__Given request__
Pick up the church service schedule below from its last sentence and continue it.

[start of Document extract]

COMMEMORATION OF ALL FAITHFUL DEPARTED
During Morning Prayer | 9:00 am
The day after All Saints Day is set aside to remember those who have died. At Morning Prayer, names of the deceased are read aloud, and there is prayer for all who have died. Parishioners are invited to submit names to be read during the liturgy.
CHRISTMAS EVE
Children’s Liturgy & Holy Eucharist at 3:00 pm
Holy Eucharist at 4:30 pm and 9:00 pm | Nursery available for all three services
Christmas (Cristes maesse in old English) is the celebration of the Nativity of Our Lord Jesus Christ. On December 24, we commemorate the Incarnation of the Word of God in the birth of Jesus Christ. Today’s Christmas customs have developed from various sources. In ancient Rome, the festival of Saturnalia began on December 17 and included the decoration of houses with greenery and the giving of gifts to children and the needy. Fires, lights, and evergreens (symbols of warmth, life, and survival) were traditionally associated with both pagan and Christian festivals. The oldest extant notice of a feast of the Nativity of Our Lord Jesus Christ occurs in a Roman almanac, the Philocalian Calendar, which indicates that the festival was observed by the church in Rome by the year 336 A.D. The observance date of December 25 was probably chosen to oppose the feast Natalis Solis Invicti, the birthday of the “Unconquerable Sun God” (Saturn), which occurred on the winter solstice to celebrate the birth of “the Sun of Righteousness.” The Christmas season lasts twelve days, from Christmas Day until January 5, the day before the Epiphany, which celebrates the coming of the Magi, the three wise men from the East who paid homage to the infant Jesus.

[end of Document extract]
[start of Supplied entries]

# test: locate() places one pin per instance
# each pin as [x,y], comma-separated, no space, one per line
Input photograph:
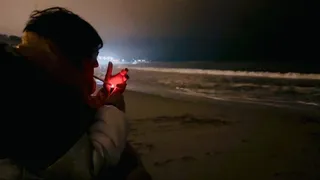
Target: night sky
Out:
[228,30]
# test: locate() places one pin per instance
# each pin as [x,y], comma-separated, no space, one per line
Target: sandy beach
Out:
[188,140]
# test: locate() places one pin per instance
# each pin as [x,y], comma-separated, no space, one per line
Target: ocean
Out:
[272,84]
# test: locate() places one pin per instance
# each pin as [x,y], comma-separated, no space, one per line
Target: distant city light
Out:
[104,60]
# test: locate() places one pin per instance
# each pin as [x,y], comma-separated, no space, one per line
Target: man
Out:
[51,127]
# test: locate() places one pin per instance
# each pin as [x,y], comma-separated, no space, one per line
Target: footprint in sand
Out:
[188,158]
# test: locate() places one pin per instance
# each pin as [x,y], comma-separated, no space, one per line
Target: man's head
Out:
[74,38]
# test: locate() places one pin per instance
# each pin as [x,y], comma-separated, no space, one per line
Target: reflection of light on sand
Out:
[308,103]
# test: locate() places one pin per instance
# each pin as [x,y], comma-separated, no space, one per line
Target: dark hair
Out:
[75,37]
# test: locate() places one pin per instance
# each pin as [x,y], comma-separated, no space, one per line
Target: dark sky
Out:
[187,29]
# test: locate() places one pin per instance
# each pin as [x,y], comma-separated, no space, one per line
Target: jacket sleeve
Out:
[108,136]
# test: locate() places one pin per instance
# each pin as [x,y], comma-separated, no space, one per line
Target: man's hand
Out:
[113,88]
[115,83]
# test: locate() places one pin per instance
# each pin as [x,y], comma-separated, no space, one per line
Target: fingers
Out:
[109,71]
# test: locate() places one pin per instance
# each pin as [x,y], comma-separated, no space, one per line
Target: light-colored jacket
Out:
[98,148]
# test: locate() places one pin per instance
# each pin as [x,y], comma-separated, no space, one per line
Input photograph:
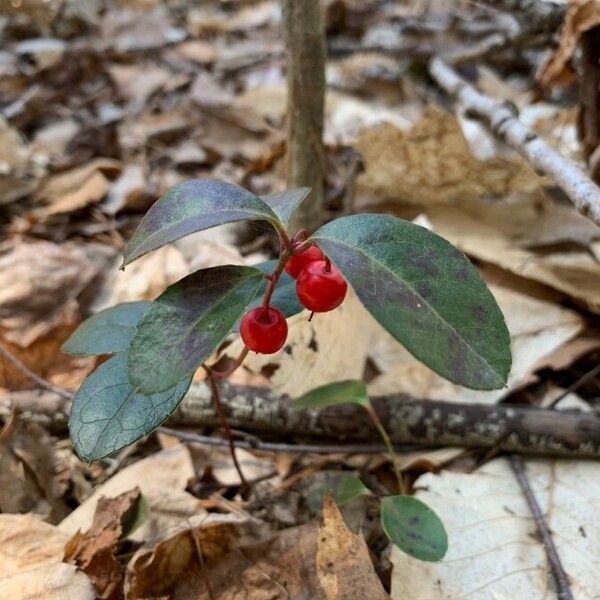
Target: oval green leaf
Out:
[339,392]
[108,413]
[426,293]
[284,297]
[283,204]
[187,322]
[414,527]
[108,331]
[344,487]
[192,206]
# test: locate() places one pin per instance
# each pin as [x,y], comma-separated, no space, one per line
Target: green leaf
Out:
[340,392]
[414,527]
[284,297]
[426,293]
[108,331]
[283,204]
[187,322]
[192,206]
[344,487]
[108,413]
[136,517]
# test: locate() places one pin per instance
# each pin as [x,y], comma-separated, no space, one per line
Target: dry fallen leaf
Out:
[494,550]
[26,543]
[162,478]
[54,582]
[94,551]
[156,571]
[27,468]
[30,562]
[581,16]
[537,328]
[344,567]
[432,163]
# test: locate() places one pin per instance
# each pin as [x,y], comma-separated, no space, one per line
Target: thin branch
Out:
[187,436]
[561,578]
[504,123]
[43,383]
[216,398]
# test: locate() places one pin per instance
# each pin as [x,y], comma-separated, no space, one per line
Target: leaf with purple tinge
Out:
[426,293]
[192,206]
[108,331]
[108,413]
[283,204]
[186,324]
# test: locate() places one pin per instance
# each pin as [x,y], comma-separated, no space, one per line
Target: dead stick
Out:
[562,581]
[504,123]
[408,420]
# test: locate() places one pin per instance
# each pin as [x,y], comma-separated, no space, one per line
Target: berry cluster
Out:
[320,288]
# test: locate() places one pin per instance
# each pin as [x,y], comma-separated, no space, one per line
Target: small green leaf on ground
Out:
[414,527]
[108,414]
[283,204]
[339,392]
[344,487]
[186,324]
[426,293]
[108,331]
[192,206]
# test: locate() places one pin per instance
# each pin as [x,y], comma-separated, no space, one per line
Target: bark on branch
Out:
[305,42]
[504,123]
[408,421]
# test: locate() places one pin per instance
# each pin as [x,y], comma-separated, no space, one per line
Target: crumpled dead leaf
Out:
[26,543]
[581,16]
[27,468]
[432,164]
[575,272]
[537,328]
[494,550]
[94,551]
[162,478]
[163,568]
[77,188]
[344,567]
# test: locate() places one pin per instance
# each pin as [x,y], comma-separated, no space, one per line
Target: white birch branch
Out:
[504,123]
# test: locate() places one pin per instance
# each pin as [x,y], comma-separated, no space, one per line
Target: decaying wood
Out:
[504,123]
[305,41]
[408,420]
[533,15]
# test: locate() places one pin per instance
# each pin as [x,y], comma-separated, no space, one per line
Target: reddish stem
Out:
[216,396]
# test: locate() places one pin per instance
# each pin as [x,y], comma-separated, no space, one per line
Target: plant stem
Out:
[388,444]
[238,363]
[216,396]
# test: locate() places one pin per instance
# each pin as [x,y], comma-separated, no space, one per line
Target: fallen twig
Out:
[562,581]
[504,123]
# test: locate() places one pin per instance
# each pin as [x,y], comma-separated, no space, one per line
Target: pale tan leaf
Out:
[494,550]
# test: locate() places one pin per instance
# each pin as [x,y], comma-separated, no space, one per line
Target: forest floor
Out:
[106,105]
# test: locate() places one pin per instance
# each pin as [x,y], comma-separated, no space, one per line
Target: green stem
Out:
[388,444]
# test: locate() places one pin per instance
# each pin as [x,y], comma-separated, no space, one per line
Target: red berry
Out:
[264,330]
[321,288]
[297,262]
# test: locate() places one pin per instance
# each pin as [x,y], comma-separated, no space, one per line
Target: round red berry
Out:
[321,287]
[263,329]
[297,262]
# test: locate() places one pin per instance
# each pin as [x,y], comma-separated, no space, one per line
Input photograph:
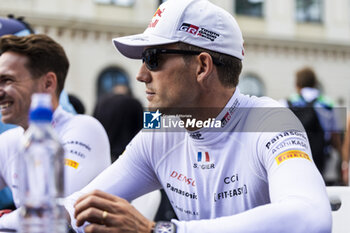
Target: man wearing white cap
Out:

[end of Supplied entries]

__Result for this exercise__
ASH WEDNESDAY
Holy Eucharist at 6:30 am, 12:00 pm & 7:00 pm | Nursery Available 7:00 pm
Ash Wednesday is the day of fasting, penitence, almsgiving, prayer and study that marks the beginning of Lent, the season of preparation for Easter. On Ash Wednesday, the celebrant makes the sign of the cross in ashes on the foreheads of the faithful. The ashes come from the burning of palms from the previous Palm Sunday. The practice has its roots in the Hebrew Bible in which sackcloth and ashes are a sign of mourning and repentance. In the early church, public sinners who had been excommunicated from the church began a forty-day period of penitential discipline on this day so that they could be readmitted to communion on Easter Day. This custom is at the root of congregational Lenten observance today. In the early Middle Ages, the period of European history from about 500 A.D. to about 1500 A.D., as Lent developed and its observance became more elaborate in the West, the ceremonial distribution of ashes to the faithful was observed on the fortieth day before Easter to begin this penitential season. Thus that fortieth day has become known as Ash Wednesday, when we remember that we are dust and to dust we shall return.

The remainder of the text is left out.